Annotated coordinate records:
• • • • •

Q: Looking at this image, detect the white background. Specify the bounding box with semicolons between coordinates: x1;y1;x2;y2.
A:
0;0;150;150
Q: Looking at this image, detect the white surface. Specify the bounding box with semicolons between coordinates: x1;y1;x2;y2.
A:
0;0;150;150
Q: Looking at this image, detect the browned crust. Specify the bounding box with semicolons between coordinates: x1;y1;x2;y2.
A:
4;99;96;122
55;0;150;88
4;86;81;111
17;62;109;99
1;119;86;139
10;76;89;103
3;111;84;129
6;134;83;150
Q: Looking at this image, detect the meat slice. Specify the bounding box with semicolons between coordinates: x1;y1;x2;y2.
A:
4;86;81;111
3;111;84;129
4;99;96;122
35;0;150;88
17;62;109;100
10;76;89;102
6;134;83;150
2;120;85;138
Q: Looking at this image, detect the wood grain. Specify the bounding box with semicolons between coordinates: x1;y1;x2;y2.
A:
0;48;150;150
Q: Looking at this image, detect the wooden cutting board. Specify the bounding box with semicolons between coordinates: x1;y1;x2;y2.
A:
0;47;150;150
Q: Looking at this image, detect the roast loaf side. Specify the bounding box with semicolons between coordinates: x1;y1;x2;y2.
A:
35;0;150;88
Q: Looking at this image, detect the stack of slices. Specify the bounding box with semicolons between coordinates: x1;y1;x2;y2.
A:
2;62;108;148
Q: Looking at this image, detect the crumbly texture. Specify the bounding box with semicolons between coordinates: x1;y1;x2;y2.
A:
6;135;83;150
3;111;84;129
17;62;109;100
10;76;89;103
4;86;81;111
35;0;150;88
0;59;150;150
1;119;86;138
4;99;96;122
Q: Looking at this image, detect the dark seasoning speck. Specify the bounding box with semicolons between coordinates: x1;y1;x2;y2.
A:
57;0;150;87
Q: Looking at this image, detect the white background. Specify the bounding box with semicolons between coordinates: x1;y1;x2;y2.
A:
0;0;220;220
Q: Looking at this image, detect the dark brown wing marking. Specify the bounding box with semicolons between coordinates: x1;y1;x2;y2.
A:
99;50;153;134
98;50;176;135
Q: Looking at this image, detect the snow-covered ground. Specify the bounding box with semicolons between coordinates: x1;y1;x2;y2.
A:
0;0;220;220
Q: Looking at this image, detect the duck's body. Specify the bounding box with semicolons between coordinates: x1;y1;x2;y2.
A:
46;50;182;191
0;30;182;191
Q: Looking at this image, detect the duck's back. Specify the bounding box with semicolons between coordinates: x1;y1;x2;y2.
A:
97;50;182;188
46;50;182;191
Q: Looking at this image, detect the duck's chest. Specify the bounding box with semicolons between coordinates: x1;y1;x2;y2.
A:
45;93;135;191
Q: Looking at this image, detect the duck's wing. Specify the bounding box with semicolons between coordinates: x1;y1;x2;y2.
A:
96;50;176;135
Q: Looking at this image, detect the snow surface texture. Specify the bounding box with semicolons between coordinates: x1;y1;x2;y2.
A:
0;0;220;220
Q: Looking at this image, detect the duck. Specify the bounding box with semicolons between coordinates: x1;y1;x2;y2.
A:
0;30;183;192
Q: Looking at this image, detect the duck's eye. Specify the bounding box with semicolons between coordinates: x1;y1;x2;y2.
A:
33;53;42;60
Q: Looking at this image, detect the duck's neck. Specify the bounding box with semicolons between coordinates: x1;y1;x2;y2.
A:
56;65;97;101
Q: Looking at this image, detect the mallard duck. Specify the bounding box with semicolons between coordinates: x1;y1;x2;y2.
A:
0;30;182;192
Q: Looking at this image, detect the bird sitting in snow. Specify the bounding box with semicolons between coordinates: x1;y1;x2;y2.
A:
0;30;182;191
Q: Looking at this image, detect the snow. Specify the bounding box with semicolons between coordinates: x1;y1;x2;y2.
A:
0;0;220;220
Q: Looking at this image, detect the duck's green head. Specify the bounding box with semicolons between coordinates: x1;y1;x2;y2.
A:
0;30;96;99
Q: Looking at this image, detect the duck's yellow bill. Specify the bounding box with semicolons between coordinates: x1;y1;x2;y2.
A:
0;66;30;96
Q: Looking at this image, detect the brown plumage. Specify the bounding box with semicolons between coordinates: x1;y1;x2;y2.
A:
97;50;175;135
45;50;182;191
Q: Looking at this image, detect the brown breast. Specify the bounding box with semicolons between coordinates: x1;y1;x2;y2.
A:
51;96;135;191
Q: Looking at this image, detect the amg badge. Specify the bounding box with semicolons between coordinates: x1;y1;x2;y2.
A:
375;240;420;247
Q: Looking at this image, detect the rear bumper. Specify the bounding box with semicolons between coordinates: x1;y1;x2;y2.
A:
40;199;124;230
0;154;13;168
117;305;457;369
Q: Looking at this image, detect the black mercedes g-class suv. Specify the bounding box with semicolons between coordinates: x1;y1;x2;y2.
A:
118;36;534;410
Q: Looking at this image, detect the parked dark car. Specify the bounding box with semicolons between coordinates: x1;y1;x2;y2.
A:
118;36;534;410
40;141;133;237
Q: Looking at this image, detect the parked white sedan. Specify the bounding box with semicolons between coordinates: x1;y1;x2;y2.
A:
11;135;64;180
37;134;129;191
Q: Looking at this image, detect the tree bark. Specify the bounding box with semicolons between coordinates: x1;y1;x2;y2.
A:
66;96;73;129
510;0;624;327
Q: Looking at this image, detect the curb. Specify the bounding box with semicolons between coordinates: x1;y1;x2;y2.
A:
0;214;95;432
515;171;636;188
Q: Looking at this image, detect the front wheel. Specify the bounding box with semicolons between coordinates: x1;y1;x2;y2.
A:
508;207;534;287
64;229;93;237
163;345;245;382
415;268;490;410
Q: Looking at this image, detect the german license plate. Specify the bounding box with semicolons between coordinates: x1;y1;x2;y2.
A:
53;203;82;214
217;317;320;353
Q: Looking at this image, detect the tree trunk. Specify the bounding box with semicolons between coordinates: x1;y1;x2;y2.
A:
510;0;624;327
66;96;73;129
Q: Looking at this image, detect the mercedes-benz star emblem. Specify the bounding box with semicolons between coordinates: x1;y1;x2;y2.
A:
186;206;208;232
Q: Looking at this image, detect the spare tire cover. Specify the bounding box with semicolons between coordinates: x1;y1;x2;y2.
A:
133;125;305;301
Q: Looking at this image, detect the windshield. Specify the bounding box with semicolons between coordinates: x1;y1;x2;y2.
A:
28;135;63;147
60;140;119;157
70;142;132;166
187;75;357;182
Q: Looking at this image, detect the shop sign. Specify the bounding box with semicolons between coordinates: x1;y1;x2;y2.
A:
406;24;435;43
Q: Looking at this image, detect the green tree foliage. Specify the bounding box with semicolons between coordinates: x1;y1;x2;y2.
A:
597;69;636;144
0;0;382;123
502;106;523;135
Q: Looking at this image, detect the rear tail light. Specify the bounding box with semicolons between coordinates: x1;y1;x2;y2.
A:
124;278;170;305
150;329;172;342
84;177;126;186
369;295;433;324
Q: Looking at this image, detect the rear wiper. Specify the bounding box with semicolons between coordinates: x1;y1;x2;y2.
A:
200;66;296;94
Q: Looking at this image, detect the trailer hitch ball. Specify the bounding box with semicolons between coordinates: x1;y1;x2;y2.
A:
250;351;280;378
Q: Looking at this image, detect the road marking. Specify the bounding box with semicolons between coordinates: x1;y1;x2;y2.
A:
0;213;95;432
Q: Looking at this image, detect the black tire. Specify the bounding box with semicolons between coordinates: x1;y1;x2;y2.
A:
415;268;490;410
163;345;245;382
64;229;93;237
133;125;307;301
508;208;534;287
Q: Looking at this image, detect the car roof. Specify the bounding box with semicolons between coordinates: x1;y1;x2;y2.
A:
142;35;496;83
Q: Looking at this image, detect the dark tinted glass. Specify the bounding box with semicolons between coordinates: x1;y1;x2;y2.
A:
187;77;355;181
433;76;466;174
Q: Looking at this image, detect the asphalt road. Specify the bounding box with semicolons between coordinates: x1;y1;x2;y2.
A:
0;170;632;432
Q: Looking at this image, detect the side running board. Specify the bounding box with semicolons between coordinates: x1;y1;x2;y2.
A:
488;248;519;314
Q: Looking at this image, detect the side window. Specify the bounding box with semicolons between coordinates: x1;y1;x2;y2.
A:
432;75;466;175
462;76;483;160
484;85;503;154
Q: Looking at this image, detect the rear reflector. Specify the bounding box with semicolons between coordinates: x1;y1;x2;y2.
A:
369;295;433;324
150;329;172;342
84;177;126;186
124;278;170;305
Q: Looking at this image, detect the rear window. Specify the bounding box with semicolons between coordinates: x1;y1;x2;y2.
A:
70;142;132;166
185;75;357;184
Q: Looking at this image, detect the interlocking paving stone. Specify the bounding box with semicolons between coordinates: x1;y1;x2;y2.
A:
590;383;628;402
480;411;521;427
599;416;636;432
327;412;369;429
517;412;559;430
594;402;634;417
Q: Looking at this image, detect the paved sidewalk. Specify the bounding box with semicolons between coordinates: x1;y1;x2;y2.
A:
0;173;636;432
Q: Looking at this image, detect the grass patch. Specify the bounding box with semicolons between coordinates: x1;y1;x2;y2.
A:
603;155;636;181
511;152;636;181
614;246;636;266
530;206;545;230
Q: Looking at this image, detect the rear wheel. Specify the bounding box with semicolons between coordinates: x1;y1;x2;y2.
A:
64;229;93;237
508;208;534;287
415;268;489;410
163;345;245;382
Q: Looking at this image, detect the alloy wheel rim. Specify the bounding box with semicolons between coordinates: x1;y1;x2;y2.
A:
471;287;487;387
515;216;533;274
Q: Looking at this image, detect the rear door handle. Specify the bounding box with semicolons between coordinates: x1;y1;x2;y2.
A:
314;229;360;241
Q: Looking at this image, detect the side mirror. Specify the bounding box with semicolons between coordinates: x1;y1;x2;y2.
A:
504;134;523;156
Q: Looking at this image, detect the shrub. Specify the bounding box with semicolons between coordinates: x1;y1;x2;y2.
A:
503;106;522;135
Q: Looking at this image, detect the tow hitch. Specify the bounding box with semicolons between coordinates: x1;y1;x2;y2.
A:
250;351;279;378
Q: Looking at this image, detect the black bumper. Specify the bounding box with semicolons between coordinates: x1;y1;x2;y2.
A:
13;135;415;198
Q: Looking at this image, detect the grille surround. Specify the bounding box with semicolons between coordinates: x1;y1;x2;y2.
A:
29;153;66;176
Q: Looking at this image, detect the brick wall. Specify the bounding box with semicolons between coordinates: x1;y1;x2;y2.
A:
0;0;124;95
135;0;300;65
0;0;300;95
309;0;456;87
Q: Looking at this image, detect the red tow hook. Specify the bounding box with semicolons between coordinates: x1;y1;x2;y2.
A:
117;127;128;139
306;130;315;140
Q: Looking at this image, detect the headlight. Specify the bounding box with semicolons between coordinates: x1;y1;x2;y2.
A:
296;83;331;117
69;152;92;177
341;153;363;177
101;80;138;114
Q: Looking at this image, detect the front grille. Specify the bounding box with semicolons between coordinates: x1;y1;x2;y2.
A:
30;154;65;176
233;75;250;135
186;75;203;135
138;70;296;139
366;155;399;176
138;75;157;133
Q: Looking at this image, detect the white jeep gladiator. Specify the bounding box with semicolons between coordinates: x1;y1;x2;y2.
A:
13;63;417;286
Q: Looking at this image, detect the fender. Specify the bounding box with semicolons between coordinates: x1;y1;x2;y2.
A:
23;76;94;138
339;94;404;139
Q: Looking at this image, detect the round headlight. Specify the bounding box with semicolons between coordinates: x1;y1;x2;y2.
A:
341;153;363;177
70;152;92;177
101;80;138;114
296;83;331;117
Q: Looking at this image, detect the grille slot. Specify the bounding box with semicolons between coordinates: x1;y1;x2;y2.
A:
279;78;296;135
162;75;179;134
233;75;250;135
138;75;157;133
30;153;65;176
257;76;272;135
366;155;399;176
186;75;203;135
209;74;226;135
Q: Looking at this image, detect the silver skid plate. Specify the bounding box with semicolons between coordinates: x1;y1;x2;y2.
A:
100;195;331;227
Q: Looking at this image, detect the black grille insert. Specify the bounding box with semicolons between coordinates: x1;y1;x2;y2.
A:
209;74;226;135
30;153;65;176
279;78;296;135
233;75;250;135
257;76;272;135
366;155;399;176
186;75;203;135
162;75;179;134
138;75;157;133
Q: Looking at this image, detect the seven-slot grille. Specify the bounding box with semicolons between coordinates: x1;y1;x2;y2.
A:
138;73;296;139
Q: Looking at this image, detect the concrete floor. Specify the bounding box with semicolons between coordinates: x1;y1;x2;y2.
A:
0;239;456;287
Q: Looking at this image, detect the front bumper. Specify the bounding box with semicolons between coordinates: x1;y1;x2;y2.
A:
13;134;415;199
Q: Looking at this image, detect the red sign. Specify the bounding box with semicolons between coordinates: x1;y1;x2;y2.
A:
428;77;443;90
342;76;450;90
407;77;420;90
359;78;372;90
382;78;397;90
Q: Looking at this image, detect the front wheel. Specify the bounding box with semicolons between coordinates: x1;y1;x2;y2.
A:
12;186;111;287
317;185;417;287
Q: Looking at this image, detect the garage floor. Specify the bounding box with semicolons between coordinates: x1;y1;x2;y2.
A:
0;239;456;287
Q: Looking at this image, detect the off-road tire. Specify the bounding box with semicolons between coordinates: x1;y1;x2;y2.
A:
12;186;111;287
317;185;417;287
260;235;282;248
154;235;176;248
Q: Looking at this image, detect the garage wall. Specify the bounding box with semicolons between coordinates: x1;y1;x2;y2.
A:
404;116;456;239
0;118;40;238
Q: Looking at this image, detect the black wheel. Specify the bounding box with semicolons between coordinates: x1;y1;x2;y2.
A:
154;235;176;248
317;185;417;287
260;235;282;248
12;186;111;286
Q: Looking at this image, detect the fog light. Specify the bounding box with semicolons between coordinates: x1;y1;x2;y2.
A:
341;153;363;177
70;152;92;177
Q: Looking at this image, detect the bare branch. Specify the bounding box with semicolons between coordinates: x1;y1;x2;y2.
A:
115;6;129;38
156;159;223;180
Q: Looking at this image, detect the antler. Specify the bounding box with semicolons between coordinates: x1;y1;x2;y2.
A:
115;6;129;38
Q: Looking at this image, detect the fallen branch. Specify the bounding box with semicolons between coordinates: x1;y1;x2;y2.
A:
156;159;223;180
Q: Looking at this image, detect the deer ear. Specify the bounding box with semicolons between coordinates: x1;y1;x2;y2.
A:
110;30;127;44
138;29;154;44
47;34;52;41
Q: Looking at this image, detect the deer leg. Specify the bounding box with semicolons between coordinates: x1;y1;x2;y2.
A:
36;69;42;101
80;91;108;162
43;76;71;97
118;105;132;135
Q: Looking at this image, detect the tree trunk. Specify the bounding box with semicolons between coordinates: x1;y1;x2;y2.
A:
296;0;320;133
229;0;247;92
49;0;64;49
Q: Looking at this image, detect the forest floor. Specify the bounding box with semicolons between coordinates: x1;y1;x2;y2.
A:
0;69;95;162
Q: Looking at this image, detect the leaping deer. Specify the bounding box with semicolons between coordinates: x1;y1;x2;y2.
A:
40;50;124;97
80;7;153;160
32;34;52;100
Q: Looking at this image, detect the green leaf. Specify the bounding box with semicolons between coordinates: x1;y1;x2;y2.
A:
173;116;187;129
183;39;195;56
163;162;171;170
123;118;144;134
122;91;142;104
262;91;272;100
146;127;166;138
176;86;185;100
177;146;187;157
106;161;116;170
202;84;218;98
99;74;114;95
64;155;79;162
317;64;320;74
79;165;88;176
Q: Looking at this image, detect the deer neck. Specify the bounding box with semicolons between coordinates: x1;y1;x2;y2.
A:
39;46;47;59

• • • • •

* **Goal of the exercise**: Edit the lines starting with the line that contains "Q: Looking at this image, detect the tow" and going on through the line that contains "100;195;331;227", changing "headlight" to "headlamp" and keeping everything else the same. Give back only those lines.

* **Expected answer**:
Q: Looking at this image, detect the tow hitch. Specify the bounding box with semicolons between coordinates: x1;y1;x2;y2.
A:
250;351;279;378
Q: Looking at this image, detect the black bumper. Specify the bounding box with semicolons between coordinates: x1;y1;x2;y2.
A:
13;135;415;198
Q: Looking at this image, detect the grille surround. Specify the bounding box with semicolons between coordinates: x1;y1;x2;y2.
A:
29;153;66;176
Q: Looking at this image, detect the brick wall. Specify the bounding box with semicolons between coordinates: x1;y1;x2;y2.
A:
0;0;124;95
135;0;300;65
0;0;300;95
309;0;456;87
Q: Looking at this image, detect the red tow hook. Specify the bounding box with semicolons between coordinates: x1;y1;x2;y2.
A:
117;127;128;139
306;130;315;140
Q: Looking at this image, detect the headlamp. Specify the bounding box with semicolons between coordinates: x1;y1;x2;y2.
A:
296;83;331;117
69;152;92;177
341;153;363;177
101;80;138;114
Q: Looking at this image, detect the front grille. Specify the bounding box with semicolons between coordinates: x1;y1;x2;y2.
A:
30;154;65;176
233;75;250;135
186;75;203;135
138;70;296;139
366;155;399;176
138;75;157;133
Q: Looking at this image, detect the white jeep gladiator. Specify the bounding box with semicolons between coordinates: x1;y1;x2;y2.
A:
13;63;417;286
Q: Looking at this image, detect the fender. Specify the bounding box with semicolons between coordinates: x1;y1;x2;y2.
A:
23;76;94;138
339;94;404;139
Q: Looking at this image, detect the round headlamp. Specify the bounding box with semicolons between coordinates: x1;y1;x2;y2.
A:
341;153;363;177
70;152;92;177
101;80;138;114
296;83;331;117
Q: Looking at this image, detect the grille slot. Specify the bounding box with semicolons between coordinates: x1;y1;x2;y2.
A:
279;78;296;135
162;75;179;134
233;75;250;135
138;75;157;133
30;153;65;176
257;76;272;135
366;155;399;176
186;75;203;135
209;74;226;135
Q: Looking at this image, detect the silver skid plate. Specify the bounding box with semicolons between coordinates: x1;y1;x2;y2.
A:
100;195;331;227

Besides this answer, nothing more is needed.